**WHAT IS EXPECTED:**
Rewrite the records from the line that contains "Where can the muddy ground be found here?" through the line that contains "[[62, 149]]", replacing every "Indicate" with "Mark" and leaving all else unchanged.

**DATA FOR THE TASK:**

--- start ---

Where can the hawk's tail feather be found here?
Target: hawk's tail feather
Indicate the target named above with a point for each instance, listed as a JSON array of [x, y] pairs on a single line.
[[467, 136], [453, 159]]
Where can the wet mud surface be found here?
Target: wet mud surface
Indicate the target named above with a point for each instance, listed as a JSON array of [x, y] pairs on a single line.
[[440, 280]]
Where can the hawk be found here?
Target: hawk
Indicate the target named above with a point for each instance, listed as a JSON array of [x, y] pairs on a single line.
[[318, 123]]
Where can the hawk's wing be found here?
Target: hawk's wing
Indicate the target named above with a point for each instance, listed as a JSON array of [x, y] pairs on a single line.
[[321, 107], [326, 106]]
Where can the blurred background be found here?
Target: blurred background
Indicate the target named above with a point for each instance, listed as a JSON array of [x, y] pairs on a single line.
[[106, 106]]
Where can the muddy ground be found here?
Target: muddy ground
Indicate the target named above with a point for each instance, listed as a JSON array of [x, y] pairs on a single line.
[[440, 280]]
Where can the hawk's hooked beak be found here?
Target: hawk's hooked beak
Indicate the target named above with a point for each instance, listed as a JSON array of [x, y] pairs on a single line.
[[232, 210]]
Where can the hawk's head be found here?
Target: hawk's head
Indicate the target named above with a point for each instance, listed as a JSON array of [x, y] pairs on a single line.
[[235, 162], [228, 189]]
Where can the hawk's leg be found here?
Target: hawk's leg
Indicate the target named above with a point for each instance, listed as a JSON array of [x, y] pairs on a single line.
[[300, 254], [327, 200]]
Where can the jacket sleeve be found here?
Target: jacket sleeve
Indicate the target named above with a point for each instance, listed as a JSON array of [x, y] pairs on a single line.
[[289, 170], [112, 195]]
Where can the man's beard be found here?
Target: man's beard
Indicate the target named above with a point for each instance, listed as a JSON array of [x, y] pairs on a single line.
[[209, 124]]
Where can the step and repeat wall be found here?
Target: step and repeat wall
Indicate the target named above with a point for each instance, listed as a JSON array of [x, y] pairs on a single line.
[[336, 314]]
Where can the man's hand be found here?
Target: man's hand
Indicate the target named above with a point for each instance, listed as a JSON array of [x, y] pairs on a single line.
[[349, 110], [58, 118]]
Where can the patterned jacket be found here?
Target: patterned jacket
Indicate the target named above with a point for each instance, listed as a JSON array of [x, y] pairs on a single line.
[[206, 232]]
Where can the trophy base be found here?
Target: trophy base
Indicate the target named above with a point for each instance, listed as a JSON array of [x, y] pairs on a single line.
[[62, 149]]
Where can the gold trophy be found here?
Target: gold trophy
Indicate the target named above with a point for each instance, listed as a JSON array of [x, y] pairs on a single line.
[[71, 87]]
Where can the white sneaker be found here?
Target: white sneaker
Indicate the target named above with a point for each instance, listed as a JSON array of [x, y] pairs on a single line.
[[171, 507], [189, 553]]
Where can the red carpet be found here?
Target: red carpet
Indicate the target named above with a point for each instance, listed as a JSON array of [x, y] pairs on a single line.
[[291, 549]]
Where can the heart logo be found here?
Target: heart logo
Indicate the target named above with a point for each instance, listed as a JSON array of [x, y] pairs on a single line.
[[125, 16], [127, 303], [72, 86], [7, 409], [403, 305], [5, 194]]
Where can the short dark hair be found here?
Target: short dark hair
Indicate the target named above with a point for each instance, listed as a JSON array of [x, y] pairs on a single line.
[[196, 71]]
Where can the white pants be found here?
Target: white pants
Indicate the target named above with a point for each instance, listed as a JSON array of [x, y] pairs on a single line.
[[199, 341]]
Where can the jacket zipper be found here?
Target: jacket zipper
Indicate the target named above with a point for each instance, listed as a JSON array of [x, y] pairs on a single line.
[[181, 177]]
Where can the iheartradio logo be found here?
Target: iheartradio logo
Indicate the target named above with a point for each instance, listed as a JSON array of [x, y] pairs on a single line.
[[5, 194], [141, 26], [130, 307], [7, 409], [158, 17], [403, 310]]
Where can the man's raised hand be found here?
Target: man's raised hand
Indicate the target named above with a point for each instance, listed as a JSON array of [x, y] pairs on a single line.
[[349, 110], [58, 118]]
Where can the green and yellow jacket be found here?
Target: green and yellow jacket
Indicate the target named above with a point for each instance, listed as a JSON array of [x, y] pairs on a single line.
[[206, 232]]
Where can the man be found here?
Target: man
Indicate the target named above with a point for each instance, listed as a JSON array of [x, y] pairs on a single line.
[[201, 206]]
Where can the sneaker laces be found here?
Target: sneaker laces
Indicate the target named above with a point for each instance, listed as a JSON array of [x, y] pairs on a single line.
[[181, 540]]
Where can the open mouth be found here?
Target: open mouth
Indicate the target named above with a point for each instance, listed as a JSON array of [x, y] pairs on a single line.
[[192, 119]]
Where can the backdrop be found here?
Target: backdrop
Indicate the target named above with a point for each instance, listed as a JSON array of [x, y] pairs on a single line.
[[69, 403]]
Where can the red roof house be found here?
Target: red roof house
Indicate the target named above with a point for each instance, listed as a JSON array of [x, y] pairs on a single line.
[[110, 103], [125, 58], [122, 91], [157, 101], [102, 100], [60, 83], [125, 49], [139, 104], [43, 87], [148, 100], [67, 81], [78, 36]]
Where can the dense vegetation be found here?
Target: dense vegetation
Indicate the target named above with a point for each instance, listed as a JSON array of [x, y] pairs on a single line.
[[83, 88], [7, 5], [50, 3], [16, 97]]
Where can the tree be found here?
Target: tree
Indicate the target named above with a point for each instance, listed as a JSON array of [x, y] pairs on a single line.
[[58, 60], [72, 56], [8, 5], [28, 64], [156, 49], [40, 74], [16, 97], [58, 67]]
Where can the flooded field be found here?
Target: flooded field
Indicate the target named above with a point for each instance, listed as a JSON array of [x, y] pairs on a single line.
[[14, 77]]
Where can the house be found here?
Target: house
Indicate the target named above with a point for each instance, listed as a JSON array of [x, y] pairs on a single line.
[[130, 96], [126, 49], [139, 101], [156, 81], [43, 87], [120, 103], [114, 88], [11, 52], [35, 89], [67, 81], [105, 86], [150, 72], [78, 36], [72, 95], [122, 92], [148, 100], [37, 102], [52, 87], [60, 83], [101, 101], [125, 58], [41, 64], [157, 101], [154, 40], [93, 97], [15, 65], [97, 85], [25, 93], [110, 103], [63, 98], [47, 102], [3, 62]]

--- end ---
--- start ---

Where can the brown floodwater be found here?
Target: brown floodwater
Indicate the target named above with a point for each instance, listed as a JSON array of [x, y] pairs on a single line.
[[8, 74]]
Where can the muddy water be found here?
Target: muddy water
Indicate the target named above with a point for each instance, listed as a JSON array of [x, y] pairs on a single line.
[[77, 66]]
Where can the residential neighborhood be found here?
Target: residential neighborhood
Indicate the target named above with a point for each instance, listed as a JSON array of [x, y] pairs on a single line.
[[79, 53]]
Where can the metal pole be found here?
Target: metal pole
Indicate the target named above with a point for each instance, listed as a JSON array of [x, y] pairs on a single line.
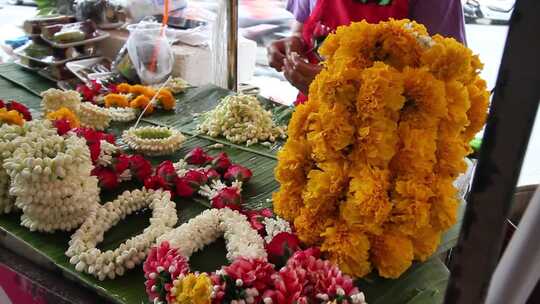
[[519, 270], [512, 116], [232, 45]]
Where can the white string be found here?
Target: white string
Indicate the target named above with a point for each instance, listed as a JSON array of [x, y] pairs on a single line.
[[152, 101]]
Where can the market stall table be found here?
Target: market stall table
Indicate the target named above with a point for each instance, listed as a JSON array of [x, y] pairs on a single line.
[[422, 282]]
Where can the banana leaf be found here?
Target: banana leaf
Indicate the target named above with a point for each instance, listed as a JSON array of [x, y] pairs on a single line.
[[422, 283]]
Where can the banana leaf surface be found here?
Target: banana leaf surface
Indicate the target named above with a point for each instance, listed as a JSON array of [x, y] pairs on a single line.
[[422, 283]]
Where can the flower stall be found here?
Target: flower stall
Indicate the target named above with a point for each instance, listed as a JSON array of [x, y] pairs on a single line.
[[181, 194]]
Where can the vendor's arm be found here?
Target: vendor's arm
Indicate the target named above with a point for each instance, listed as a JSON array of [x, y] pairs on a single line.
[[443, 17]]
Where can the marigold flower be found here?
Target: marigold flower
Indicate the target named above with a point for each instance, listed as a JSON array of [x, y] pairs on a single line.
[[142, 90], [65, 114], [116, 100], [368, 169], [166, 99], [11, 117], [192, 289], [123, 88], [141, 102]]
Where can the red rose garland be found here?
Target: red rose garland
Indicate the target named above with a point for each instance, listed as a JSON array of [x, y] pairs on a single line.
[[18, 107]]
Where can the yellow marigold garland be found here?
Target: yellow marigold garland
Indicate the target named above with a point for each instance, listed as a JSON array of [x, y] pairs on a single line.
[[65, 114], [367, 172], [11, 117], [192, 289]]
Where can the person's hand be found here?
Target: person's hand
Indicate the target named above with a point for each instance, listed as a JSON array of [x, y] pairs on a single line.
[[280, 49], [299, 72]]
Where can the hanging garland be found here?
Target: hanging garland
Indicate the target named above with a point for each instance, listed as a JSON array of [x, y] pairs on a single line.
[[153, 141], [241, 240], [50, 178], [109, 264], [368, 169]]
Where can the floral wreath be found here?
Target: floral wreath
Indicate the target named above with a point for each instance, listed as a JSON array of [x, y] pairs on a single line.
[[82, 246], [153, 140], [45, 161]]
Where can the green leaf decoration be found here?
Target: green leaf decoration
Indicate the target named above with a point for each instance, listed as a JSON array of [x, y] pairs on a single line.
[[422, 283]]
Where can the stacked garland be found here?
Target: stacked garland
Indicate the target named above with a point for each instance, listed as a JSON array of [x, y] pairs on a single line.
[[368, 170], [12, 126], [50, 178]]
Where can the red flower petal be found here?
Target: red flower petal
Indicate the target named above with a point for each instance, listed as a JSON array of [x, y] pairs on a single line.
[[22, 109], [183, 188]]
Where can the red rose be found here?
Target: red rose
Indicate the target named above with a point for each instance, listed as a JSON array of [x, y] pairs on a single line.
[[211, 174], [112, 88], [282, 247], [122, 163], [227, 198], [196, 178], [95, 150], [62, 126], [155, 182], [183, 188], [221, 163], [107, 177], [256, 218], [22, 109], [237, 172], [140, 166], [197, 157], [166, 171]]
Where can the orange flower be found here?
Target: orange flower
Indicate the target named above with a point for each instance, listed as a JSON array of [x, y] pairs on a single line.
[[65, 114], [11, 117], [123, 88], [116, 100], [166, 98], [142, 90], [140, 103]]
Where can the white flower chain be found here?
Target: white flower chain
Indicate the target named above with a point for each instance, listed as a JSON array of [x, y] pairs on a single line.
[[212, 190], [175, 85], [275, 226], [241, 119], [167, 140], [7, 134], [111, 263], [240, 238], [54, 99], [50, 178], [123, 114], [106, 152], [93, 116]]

--- end ---
--- start ---

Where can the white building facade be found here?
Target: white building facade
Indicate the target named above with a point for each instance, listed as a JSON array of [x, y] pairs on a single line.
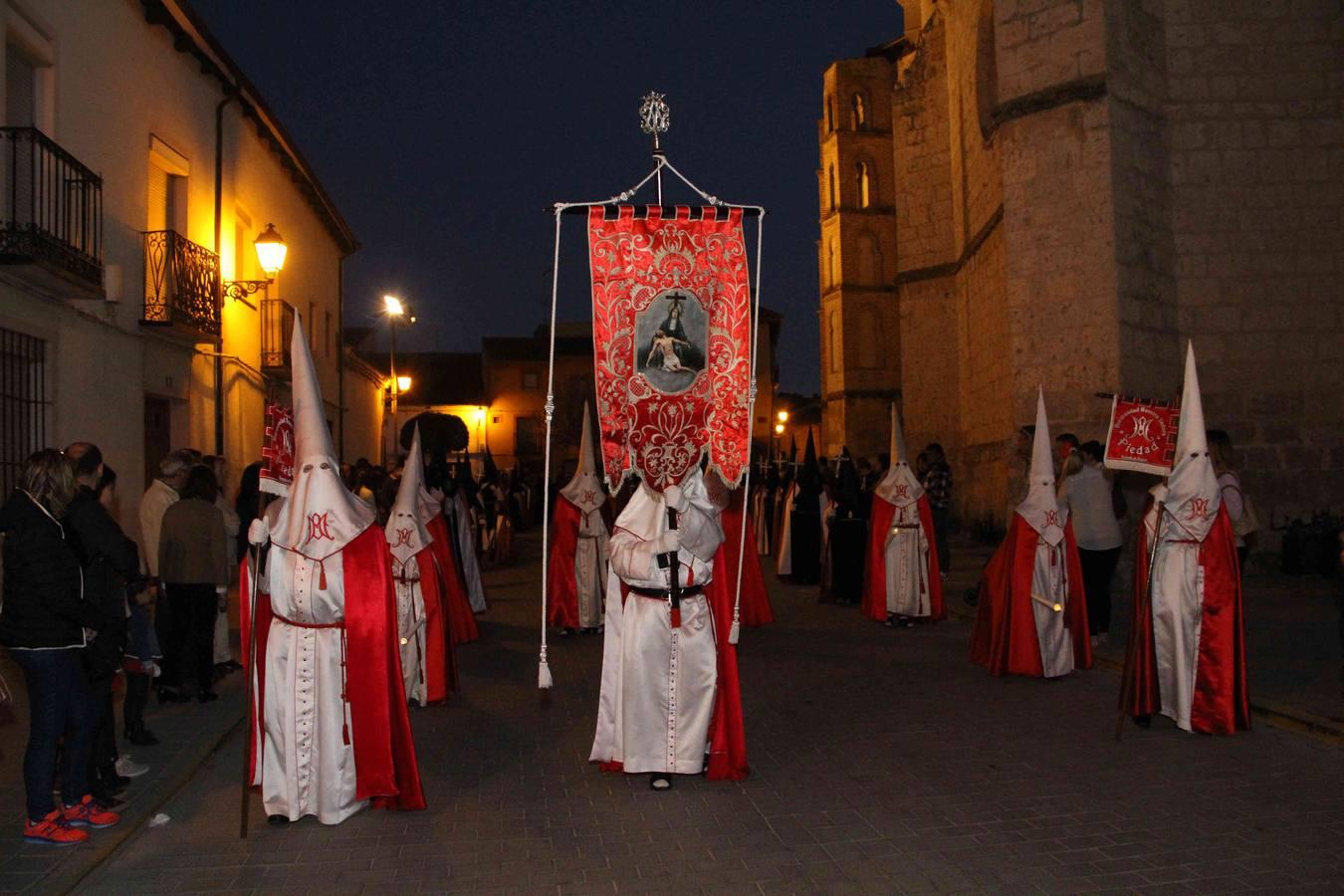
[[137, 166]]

--- end ---

**RESULT:**
Where can the muddy ground be found here?
Target: muddy ground
Mark the target named above with a point for each instance, listed as a JSON array of [x, y] pairs on a single line.
[[440, 280]]
Where can the hawk's hooked beak be found here?
Target: hawk's hooked beak
Mark the target named above with a point for each instance, listed as a JSON array of [x, y] pairs on a single line.
[[232, 210]]
Where can the hawk's head be found here?
Target: hawk's head
Mark the target named above with a point for each instance, listed as a JSON array of [x, y] pairs on a single line.
[[235, 162], [228, 189]]
Where can the hawk's leg be found here?
Target: hawk's leg
Mark the target named above with a point for each instance, listed as a JSON array of [x, y] pairs on a single line.
[[300, 254], [327, 200]]
Where can the jacket sleeve be found here?
Target: jacket sleeve
Mark the target named above with a point for each instance, listed as a JSON array of [x, y] pairs on a single line.
[[289, 170], [112, 195]]
Where can the man's beard be found here?
Target: man's beard
Mark the target named above with a point for each instance, listed as a JSON array of [x, y] pairs on a single line.
[[209, 124]]
Where can the step and repeat wall be found here?
Target: step and repeat wall
Mark the target named above with a point for each instance, listed as a JSON array of [x, y] pairs on a single line.
[[336, 314]]
Where can the man's hand be found here?
Target: man's hand
Mark the target named above with a point for each instance, listed as a JSON array of [x, y] pairs on a single line.
[[349, 110], [58, 118]]
Where can the patterned jacket be found here?
Target: patterned jacket
Mark the target named above with a point for each instance, listed as a JSON array of [x, y] pairs on a single line.
[[206, 232]]
Where can the trophy base be found here?
Target: trophy base
Mark the target named above with a point for each instance, listed as a JSON array of [x, y] pairs on a single line.
[[62, 149]]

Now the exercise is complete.